Rows from a pointing dataset

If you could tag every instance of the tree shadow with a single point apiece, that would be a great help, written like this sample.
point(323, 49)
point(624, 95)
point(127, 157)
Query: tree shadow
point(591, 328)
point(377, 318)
---
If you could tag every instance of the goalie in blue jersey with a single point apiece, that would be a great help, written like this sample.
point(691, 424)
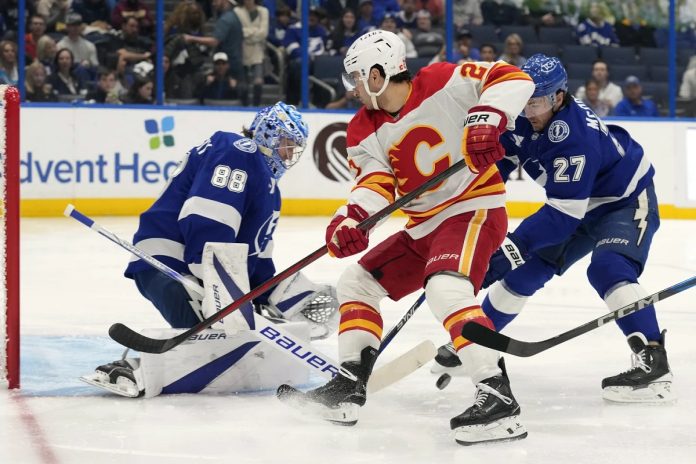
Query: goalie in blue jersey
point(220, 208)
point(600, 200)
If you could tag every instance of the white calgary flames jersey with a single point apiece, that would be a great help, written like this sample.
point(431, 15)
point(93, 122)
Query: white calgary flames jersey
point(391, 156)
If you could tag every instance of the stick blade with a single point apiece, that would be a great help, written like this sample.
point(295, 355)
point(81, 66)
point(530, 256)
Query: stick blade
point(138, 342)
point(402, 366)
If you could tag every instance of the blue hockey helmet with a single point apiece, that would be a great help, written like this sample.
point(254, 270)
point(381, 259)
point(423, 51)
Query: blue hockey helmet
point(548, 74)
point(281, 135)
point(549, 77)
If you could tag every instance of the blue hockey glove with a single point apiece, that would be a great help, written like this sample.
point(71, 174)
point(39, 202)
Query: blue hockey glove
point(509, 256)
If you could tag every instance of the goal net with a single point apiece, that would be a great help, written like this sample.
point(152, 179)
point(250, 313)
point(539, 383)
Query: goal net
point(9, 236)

* [Required task]: Copy the lines of material above word for word, from the line containing "If you could tag every instance of the tree" through the line containing "point(377, 318)", including both of those lines.

* [Answer to the problem]:
If you could tag every instance of the tree shadow with a single point apiece, that would be a great help, written like this sample.
point(323, 49)
point(624, 95)
point(127, 157)
Query: tree shadow
point(591, 328)
point(377, 318)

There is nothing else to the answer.